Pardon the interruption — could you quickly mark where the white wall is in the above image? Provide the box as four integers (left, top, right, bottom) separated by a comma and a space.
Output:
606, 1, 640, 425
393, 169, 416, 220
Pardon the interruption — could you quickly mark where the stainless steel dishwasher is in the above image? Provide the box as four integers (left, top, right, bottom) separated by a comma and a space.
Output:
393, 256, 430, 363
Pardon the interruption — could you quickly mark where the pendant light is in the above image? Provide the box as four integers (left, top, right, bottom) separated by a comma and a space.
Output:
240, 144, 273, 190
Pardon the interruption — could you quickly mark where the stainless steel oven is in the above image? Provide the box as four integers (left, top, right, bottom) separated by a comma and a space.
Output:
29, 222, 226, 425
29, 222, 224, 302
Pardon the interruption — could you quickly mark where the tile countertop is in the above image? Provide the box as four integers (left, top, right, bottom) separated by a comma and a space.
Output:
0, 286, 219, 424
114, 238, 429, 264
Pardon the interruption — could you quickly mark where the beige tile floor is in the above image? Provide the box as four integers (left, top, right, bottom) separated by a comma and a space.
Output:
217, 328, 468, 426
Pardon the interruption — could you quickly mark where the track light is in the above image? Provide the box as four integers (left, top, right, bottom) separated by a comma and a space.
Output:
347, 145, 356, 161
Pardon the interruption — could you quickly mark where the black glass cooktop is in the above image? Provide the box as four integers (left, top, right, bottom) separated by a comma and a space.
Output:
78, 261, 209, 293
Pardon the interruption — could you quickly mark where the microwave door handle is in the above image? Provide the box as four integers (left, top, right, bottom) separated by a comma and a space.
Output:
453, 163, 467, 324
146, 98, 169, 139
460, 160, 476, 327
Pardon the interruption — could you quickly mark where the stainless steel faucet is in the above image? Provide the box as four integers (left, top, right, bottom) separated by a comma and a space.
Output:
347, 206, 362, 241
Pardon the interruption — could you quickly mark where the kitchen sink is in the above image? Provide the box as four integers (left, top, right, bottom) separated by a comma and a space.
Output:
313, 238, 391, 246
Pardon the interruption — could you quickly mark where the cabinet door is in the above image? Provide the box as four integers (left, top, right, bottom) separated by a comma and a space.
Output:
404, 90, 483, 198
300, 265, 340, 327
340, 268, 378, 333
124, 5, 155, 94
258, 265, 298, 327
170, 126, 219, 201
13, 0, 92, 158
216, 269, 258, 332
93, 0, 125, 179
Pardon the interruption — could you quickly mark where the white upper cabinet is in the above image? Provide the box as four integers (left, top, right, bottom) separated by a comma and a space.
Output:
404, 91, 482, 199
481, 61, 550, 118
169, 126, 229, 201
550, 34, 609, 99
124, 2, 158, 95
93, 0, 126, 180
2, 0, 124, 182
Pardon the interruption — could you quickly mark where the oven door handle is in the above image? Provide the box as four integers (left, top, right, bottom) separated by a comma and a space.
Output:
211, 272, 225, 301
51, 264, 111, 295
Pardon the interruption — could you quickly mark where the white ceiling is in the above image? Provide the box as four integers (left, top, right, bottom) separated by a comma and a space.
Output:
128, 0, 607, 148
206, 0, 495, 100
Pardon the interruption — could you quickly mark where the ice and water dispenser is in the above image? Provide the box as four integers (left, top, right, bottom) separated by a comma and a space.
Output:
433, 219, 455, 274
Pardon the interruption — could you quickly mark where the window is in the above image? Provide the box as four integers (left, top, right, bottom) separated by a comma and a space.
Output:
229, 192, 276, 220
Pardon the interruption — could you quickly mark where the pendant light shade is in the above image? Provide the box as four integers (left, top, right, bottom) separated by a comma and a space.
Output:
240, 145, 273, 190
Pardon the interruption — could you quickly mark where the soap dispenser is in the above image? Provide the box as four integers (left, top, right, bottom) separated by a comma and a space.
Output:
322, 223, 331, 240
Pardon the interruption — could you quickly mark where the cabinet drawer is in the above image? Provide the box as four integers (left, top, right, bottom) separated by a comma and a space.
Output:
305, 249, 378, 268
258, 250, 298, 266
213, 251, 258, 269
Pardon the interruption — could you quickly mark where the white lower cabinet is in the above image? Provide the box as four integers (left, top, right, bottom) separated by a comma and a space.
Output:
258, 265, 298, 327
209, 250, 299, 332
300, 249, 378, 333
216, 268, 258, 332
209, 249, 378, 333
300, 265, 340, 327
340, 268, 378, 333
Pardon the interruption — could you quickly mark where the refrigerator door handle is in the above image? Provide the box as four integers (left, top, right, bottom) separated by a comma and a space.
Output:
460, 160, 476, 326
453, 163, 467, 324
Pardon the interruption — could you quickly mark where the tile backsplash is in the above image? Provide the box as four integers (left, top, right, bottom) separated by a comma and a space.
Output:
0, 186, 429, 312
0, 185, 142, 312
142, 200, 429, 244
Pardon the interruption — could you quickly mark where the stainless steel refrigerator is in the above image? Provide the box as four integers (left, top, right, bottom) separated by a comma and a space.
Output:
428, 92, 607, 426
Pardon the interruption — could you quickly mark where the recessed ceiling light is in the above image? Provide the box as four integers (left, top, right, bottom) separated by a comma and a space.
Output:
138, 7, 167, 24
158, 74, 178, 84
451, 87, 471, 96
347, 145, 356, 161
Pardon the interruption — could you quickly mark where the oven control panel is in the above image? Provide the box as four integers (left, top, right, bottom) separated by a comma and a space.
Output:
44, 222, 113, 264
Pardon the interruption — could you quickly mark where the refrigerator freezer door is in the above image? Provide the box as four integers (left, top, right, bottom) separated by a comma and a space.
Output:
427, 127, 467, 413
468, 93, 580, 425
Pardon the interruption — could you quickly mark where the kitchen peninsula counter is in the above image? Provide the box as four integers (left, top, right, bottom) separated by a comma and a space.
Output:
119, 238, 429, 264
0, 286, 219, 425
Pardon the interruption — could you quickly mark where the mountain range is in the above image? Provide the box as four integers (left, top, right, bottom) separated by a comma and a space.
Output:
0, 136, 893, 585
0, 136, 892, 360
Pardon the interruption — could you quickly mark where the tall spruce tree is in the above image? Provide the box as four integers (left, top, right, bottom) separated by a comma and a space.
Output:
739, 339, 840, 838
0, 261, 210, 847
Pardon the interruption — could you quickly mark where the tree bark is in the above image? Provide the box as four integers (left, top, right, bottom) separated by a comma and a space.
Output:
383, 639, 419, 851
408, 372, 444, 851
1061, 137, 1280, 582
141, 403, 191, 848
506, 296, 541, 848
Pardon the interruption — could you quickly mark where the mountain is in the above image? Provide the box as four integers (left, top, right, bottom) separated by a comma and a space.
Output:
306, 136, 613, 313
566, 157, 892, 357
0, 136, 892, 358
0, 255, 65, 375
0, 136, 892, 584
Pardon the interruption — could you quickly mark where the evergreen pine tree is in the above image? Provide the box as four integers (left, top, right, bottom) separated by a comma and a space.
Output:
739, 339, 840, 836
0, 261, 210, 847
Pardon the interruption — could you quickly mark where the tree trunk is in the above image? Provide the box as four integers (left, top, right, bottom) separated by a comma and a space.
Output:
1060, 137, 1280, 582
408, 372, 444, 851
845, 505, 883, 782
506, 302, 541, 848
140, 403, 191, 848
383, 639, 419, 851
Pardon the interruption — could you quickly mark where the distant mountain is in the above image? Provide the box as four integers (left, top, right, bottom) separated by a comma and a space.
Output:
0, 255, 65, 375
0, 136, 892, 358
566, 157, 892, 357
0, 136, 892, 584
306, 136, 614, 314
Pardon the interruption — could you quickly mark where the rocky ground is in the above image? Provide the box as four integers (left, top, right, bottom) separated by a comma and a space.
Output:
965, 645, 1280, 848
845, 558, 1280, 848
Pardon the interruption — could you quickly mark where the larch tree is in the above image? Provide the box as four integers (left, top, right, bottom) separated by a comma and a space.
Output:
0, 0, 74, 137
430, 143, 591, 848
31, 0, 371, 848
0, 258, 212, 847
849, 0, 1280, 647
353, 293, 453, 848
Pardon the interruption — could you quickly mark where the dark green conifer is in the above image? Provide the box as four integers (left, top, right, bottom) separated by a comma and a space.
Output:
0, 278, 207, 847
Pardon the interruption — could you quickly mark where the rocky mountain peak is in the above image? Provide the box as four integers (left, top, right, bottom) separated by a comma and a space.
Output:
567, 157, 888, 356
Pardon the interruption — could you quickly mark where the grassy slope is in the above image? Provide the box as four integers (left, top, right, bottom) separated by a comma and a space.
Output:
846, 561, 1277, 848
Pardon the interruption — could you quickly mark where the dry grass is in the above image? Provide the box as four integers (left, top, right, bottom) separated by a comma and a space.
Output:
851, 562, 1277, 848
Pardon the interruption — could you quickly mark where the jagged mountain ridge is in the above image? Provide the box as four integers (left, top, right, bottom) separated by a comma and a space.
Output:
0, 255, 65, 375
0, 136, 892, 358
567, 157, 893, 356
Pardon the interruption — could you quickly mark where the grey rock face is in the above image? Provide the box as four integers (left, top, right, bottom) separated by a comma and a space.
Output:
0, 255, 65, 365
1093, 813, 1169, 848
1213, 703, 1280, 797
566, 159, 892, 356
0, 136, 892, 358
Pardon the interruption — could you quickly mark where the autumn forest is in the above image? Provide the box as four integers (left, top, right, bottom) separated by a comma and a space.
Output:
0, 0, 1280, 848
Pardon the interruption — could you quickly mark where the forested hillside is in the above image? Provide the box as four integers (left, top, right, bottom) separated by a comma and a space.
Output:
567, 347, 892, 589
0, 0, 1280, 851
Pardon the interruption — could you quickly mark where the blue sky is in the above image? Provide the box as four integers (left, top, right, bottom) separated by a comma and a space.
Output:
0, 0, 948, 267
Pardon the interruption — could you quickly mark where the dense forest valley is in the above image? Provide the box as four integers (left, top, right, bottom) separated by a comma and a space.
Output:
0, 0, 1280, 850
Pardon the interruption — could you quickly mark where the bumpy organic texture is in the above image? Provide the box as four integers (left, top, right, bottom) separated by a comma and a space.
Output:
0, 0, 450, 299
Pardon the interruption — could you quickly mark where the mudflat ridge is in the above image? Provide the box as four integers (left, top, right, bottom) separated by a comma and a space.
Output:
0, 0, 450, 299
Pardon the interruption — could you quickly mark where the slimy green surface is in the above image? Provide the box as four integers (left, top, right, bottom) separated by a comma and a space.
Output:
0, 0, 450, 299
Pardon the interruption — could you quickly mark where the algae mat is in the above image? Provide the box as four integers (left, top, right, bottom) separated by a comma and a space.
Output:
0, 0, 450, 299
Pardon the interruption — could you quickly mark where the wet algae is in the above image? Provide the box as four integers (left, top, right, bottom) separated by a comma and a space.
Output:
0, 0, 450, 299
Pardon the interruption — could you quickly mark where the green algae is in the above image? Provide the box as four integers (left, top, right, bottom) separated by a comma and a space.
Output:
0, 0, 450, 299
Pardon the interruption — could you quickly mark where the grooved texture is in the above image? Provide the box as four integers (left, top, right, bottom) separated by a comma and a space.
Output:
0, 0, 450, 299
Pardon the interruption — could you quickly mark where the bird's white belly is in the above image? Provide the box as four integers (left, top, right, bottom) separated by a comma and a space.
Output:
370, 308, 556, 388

### Goal
Convert the material, from its first line through the line containing "114, 238, 429, 264", inclusive, into a JSON list of strings with one string per line, omitting blank lines.

### Task answer
[
  "Pardon the interruption — could you quickly mark where the white wall is in the above image? Provide the box as four integers (left, top, right, bottom) separated by a comma and a space.",
  "Output:",
  "606, 1, 640, 425",
  "393, 169, 416, 220",
  "Pardon the interruption — could you quickly mark where the stainless steel dishwasher is in the above image? Provide the box as four integers (left, top, right, bottom) separated by a comma and a space.",
  "Output:",
  "393, 256, 430, 363",
  "Pardon the interruption — could you quickly mark where the pendant light is in the above image? Provide the box as four integers (left, top, right, bottom) separated by a comma and a space.",
  "Output:",
  "240, 144, 273, 190",
  "Pardon the interruption — could you quickly mark where the stainless steel oven is in the above image? Provide the box as four integers (left, top, right, bottom) separated by a comma and a space.",
  "Output:",
  "29, 222, 226, 425",
  "29, 222, 224, 302",
  "Pardon the interruption — could you quickly mark where the tile countertop is in the above image? Provide the box as four integers (left, top, right, bottom) separated by a comma and a space.",
  "Output:",
  "0, 286, 219, 424",
  "114, 238, 429, 264"
]